A block of data>
>>>

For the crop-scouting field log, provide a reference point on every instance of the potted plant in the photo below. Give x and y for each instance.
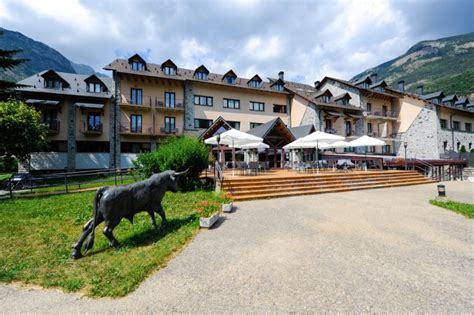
(208, 212)
(227, 205)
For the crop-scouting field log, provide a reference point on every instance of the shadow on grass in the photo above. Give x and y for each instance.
(151, 235)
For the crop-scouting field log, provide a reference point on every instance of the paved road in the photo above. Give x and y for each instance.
(381, 250)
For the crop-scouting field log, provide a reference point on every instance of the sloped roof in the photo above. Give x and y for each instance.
(430, 96)
(450, 98)
(77, 85)
(302, 131)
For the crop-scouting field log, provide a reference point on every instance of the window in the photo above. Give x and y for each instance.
(324, 98)
(443, 123)
(169, 70)
(202, 100)
(279, 108)
(202, 123)
(170, 124)
(348, 128)
(229, 103)
(456, 125)
(254, 83)
(257, 106)
(253, 125)
(53, 84)
(136, 123)
(328, 124)
(468, 127)
(93, 121)
(94, 87)
(234, 124)
(136, 96)
(278, 87)
(229, 79)
(201, 75)
(386, 148)
(138, 66)
(170, 99)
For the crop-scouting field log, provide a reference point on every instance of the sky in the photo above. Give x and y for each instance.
(305, 39)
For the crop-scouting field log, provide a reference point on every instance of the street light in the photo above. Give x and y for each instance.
(405, 145)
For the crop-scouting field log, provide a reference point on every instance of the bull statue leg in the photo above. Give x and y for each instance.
(76, 248)
(159, 209)
(152, 218)
(108, 233)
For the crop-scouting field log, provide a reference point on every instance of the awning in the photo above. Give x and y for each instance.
(331, 113)
(354, 116)
(90, 105)
(41, 102)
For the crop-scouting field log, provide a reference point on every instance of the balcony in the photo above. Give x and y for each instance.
(52, 126)
(161, 104)
(90, 129)
(382, 115)
(144, 102)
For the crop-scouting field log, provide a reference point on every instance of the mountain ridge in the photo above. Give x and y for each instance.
(445, 64)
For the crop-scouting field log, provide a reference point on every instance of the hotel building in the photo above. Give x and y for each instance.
(144, 102)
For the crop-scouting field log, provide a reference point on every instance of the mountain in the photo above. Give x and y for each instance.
(41, 57)
(445, 64)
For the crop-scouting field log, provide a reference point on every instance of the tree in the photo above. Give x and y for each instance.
(21, 131)
(177, 154)
(7, 61)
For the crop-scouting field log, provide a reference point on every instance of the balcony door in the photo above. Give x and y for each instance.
(136, 123)
(170, 124)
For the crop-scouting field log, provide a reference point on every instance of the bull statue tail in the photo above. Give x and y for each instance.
(98, 196)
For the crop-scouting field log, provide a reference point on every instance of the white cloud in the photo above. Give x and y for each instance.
(307, 39)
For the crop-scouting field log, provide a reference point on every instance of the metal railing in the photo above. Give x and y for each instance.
(30, 185)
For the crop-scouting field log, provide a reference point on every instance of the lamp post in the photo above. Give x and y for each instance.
(405, 144)
(219, 149)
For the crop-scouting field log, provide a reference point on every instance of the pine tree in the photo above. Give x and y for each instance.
(7, 62)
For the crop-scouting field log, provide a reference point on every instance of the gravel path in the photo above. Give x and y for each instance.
(383, 250)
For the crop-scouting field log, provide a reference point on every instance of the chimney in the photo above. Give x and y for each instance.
(373, 77)
(401, 86)
(419, 89)
(281, 75)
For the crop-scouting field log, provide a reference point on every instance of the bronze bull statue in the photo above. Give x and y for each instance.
(112, 204)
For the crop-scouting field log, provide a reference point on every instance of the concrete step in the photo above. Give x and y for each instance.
(327, 190)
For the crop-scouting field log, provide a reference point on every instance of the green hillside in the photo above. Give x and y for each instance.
(41, 57)
(445, 64)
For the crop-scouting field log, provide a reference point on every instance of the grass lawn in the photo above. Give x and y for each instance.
(36, 236)
(465, 209)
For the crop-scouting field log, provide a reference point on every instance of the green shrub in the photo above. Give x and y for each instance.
(176, 154)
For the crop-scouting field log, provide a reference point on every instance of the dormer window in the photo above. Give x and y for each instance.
(325, 98)
(254, 83)
(230, 77)
(201, 75)
(169, 70)
(94, 87)
(137, 66)
(53, 84)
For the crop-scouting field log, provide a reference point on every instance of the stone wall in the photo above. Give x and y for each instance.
(421, 136)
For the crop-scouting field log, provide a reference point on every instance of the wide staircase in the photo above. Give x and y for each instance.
(266, 186)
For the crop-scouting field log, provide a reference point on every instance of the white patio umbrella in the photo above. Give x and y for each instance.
(366, 141)
(321, 136)
(233, 138)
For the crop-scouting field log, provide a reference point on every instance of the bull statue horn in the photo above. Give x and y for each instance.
(181, 173)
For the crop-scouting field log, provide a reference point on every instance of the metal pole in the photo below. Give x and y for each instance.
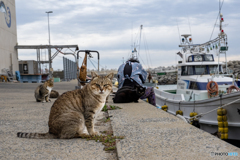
(49, 49)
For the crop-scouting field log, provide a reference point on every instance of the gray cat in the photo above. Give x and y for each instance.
(75, 111)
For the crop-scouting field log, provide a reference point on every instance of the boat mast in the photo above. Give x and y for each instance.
(135, 54)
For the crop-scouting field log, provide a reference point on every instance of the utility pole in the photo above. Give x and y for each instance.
(49, 49)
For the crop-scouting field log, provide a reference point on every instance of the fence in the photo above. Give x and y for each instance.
(70, 69)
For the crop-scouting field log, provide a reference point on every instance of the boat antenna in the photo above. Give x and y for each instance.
(132, 35)
(178, 32)
(190, 28)
(220, 8)
(140, 39)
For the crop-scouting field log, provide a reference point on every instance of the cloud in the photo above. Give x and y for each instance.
(111, 27)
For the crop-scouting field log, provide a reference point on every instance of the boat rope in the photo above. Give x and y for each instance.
(201, 114)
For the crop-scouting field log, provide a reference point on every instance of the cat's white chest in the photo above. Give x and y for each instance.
(49, 89)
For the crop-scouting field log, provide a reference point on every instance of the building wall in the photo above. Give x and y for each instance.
(8, 38)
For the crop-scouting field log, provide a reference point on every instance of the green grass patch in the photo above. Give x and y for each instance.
(109, 141)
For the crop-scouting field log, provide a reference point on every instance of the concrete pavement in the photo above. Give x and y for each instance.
(151, 134)
(20, 112)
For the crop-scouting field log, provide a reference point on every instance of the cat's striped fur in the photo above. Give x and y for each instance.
(76, 110)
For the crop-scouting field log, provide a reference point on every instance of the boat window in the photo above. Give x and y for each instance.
(190, 70)
(190, 59)
(198, 58)
(213, 69)
(208, 57)
(184, 70)
(199, 70)
(193, 85)
(2, 7)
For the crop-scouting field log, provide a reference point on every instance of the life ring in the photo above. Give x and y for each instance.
(231, 88)
(212, 89)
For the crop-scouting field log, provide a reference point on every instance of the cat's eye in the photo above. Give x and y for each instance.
(97, 85)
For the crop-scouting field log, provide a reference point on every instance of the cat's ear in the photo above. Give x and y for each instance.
(110, 76)
(94, 75)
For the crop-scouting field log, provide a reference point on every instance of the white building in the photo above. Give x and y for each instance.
(8, 37)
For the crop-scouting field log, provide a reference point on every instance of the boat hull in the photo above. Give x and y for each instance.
(208, 122)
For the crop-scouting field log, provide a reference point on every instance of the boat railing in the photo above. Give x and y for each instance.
(169, 96)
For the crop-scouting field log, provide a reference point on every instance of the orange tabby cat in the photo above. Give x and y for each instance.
(76, 110)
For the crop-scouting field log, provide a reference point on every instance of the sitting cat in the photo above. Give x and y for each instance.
(54, 94)
(43, 91)
(76, 110)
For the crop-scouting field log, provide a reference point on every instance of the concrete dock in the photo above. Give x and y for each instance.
(19, 111)
(150, 133)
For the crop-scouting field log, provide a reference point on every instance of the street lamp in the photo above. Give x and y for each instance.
(49, 49)
(48, 25)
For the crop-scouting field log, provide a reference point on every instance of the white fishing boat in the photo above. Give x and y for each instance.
(204, 90)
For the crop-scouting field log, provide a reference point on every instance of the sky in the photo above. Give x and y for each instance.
(112, 27)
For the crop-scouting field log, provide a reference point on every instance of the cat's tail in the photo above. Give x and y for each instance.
(36, 135)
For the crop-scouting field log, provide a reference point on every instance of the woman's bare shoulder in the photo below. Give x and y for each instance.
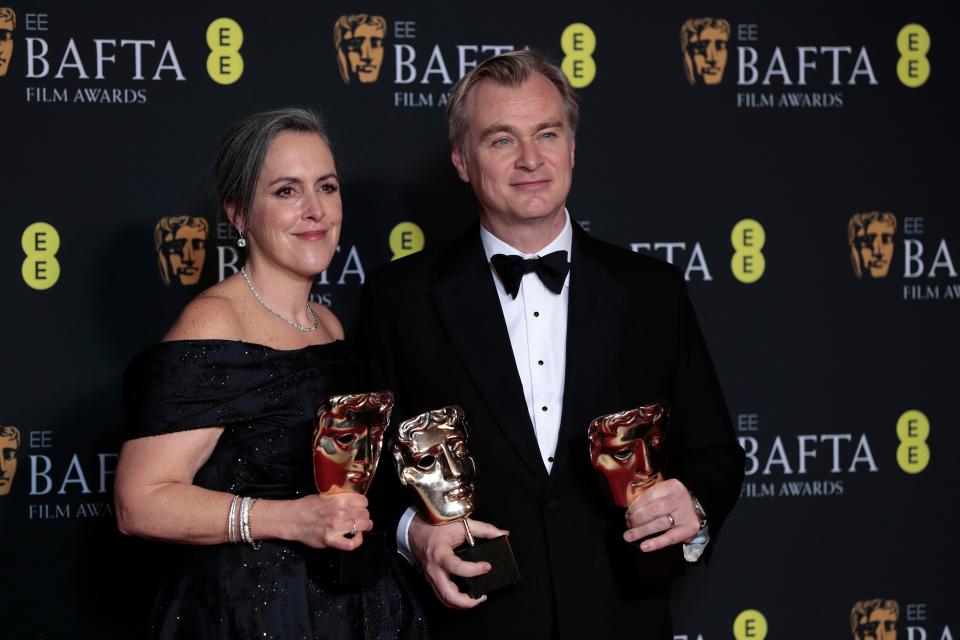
(212, 315)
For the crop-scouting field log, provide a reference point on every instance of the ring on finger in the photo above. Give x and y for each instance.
(352, 532)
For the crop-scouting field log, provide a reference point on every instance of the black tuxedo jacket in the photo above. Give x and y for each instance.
(432, 330)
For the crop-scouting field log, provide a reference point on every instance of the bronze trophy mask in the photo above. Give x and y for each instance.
(628, 448)
(434, 463)
(347, 440)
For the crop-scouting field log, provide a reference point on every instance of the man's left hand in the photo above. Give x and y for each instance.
(664, 511)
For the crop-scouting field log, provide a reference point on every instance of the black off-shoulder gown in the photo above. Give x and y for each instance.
(265, 399)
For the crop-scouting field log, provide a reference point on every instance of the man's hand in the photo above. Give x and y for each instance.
(432, 546)
(666, 509)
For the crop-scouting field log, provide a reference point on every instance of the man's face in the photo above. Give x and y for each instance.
(518, 152)
(440, 470)
(880, 624)
(6, 45)
(875, 245)
(185, 251)
(631, 458)
(348, 441)
(707, 52)
(361, 52)
(8, 459)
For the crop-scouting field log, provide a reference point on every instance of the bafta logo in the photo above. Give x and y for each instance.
(703, 42)
(358, 39)
(874, 619)
(870, 235)
(8, 22)
(9, 444)
(181, 243)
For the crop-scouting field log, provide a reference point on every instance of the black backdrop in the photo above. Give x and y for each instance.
(819, 366)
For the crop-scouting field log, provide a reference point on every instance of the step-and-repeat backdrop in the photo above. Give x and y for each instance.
(797, 163)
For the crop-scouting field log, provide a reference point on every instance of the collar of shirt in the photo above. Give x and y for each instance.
(492, 245)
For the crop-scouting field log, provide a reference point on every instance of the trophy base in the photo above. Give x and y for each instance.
(498, 553)
(363, 565)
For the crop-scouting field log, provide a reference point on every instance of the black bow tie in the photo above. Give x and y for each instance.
(551, 268)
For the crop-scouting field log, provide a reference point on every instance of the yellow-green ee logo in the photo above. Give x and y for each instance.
(406, 238)
(913, 67)
(748, 263)
(913, 429)
(40, 269)
(224, 39)
(750, 625)
(578, 42)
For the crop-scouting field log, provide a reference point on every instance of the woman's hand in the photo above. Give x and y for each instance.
(317, 521)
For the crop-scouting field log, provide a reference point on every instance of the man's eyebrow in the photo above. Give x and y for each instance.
(506, 128)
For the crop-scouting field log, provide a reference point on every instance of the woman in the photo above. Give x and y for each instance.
(219, 459)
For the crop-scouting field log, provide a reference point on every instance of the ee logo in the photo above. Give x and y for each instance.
(750, 625)
(578, 43)
(406, 238)
(913, 43)
(748, 263)
(224, 39)
(40, 269)
(913, 429)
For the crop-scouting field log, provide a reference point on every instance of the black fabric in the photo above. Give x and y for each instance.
(552, 270)
(432, 329)
(265, 399)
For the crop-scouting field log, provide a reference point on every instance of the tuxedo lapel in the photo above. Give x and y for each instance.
(465, 298)
(595, 329)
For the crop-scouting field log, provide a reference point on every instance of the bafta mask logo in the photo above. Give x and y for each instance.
(9, 444)
(870, 235)
(358, 39)
(874, 619)
(703, 42)
(435, 465)
(629, 449)
(181, 243)
(348, 437)
(8, 22)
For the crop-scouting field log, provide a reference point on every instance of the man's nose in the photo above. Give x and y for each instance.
(529, 157)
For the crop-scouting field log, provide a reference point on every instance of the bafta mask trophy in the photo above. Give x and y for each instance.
(628, 448)
(433, 461)
(347, 439)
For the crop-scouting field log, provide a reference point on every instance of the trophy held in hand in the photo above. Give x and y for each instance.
(434, 462)
(347, 440)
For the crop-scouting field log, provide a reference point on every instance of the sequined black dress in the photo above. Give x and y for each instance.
(265, 399)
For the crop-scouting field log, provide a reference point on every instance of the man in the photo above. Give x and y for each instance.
(9, 444)
(181, 243)
(703, 42)
(870, 235)
(8, 22)
(532, 364)
(359, 42)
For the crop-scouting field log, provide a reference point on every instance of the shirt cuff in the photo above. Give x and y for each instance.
(694, 549)
(403, 536)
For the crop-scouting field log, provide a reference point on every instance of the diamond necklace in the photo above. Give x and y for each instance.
(295, 325)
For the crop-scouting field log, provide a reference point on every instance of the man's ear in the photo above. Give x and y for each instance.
(459, 159)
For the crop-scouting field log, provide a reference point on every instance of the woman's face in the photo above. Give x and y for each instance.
(294, 219)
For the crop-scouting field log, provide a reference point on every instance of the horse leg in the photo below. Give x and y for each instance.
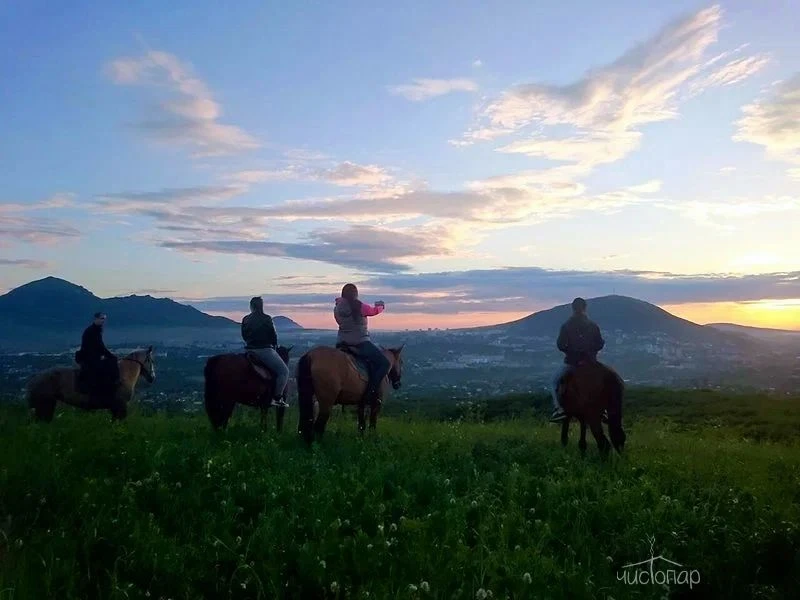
(264, 415)
(597, 431)
(361, 420)
(320, 423)
(582, 441)
(373, 415)
(280, 413)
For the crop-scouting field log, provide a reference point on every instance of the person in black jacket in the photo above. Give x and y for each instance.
(96, 361)
(580, 340)
(260, 337)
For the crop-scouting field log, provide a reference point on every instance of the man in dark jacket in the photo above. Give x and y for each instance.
(580, 340)
(260, 337)
(96, 361)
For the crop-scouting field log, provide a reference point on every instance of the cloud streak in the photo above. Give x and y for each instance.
(187, 115)
(366, 248)
(424, 89)
(606, 108)
(774, 122)
(525, 288)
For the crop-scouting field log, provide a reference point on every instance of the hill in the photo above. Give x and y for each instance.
(626, 315)
(165, 508)
(55, 311)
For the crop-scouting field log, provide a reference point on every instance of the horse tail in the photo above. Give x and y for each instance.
(617, 391)
(41, 395)
(305, 397)
(212, 397)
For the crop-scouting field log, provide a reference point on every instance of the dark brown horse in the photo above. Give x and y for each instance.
(61, 384)
(240, 377)
(334, 377)
(585, 393)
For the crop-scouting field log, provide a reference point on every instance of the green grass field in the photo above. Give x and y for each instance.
(162, 507)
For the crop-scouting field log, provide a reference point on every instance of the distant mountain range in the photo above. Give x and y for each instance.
(628, 315)
(52, 311)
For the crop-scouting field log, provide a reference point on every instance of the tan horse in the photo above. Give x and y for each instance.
(585, 392)
(59, 384)
(332, 375)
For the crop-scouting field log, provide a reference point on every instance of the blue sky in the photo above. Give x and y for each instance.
(211, 153)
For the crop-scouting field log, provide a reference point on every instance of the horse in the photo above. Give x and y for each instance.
(240, 377)
(585, 392)
(336, 376)
(61, 383)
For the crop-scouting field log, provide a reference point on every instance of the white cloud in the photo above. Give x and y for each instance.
(189, 116)
(422, 89)
(605, 110)
(774, 122)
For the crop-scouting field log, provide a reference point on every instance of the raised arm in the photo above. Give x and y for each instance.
(371, 311)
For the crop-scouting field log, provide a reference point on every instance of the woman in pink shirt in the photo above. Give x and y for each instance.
(351, 315)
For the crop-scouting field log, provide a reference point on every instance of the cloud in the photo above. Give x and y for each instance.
(169, 198)
(711, 213)
(34, 230)
(187, 114)
(362, 247)
(423, 89)
(523, 289)
(24, 262)
(774, 122)
(597, 119)
(351, 174)
(733, 72)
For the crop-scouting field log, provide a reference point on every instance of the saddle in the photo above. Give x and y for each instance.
(357, 362)
(259, 367)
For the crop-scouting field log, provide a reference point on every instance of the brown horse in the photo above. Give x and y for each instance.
(334, 377)
(60, 384)
(585, 392)
(240, 377)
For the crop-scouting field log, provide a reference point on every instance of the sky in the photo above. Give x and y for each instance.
(466, 162)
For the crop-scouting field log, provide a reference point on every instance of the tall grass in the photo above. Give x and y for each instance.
(162, 507)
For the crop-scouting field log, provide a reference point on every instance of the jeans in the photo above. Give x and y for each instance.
(273, 361)
(563, 370)
(378, 365)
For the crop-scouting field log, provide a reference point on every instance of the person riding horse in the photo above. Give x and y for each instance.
(99, 367)
(261, 339)
(351, 315)
(580, 340)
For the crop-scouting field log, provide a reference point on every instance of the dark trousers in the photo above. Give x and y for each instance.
(378, 365)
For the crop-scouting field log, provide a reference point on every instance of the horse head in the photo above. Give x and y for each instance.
(396, 371)
(144, 358)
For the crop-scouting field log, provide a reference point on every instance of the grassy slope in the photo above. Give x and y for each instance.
(162, 506)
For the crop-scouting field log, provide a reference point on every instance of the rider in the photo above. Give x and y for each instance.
(351, 315)
(260, 337)
(580, 340)
(96, 360)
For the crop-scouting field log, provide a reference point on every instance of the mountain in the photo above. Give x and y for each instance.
(623, 314)
(55, 311)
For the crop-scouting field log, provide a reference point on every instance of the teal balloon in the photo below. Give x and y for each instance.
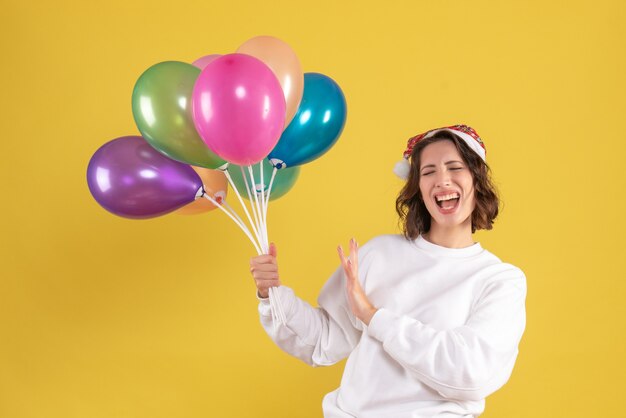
(283, 182)
(316, 126)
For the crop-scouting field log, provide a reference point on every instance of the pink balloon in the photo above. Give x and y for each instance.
(204, 61)
(238, 108)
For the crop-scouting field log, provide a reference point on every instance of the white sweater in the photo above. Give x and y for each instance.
(445, 335)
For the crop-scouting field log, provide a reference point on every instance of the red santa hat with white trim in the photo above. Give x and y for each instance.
(464, 132)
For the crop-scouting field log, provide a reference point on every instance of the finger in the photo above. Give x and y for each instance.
(342, 256)
(354, 252)
(263, 259)
(262, 284)
(265, 275)
(266, 284)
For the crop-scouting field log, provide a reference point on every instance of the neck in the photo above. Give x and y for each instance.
(458, 236)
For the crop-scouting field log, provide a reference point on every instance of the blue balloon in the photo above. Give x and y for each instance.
(316, 126)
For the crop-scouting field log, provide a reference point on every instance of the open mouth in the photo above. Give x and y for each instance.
(447, 201)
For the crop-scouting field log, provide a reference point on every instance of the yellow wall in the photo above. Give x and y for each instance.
(106, 317)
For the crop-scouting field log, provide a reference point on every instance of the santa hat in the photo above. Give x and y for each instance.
(466, 133)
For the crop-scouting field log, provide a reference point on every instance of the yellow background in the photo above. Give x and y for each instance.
(106, 317)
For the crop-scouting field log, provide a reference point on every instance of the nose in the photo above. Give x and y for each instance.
(443, 179)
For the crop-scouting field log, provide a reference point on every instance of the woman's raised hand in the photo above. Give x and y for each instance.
(264, 269)
(360, 305)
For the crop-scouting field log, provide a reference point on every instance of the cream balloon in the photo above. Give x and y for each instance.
(215, 185)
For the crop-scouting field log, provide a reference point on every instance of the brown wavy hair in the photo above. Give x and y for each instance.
(415, 218)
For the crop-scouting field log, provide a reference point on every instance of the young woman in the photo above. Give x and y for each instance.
(429, 320)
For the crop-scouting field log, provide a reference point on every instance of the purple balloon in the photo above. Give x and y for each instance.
(131, 179)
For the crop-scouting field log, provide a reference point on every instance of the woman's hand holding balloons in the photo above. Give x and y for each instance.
(360, 305)
(264, 269)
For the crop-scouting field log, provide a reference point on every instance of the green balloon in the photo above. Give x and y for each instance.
(283, 182)
(162, 111)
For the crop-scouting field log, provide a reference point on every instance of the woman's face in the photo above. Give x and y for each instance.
(446, 184)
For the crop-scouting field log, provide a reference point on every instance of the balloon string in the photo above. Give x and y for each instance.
(232, 184)
(263, 206)
(243, 227)
(256, 218)
(269, 189)
(276, 307)
(255, 206)
(231, 210)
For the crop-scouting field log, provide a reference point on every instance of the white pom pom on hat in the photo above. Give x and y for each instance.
(466, 133)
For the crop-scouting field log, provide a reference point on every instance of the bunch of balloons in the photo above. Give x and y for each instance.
(224, 119)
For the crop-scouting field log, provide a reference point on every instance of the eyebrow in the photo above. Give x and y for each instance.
(446, 163)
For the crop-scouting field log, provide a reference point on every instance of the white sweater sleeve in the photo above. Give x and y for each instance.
(318, 336)
(467, 362)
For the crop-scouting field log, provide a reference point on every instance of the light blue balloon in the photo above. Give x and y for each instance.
(316, 126)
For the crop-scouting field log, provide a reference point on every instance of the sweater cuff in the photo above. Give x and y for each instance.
(381, 324)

<<<

Stated goal> Give back, unchanged, every line from the one with "of the balloon" to the end of the entries above.

Result>
For the crop-scouting field log, provide a reference point on every instance of the balloon string in the photo above. Give x and y for each instance.
(232, 184)
(263, 206)
(243, 227)
(256, 218)
(269, 189)
(276, 307)
(255, 206)
(231, 210)
For the crop-scouting field log, provide a reference point on every instance of the white pom pom on hat in the photo above. Give x and y for each instance.
(466, 133)
For the crop-scouting field log, provide a reference point on every instance of the bunch of balloons in the photo above. Give x and y for each instance.
(224, 119)
For the crop-scouting field log, provide a reference point on every instance of the eyebrow in the photo above. Give x and y for each instance.
(446, 163)
For the crop-scouting field log, provide a reference point on every instance of the white sweater sleeve in the photo above. Give x and y for each instance.
(318, 336)
(467, 362)
For the crop-scouting field log, provide a reference point on every instance of the light blue balloon in the photo above. Give x and y for each instance.
(316, 126)
For the crop-scouting field log, provide a reference point on every instance of the sweater cuff in the photo above. Give x and y for each instance.
(381, 324)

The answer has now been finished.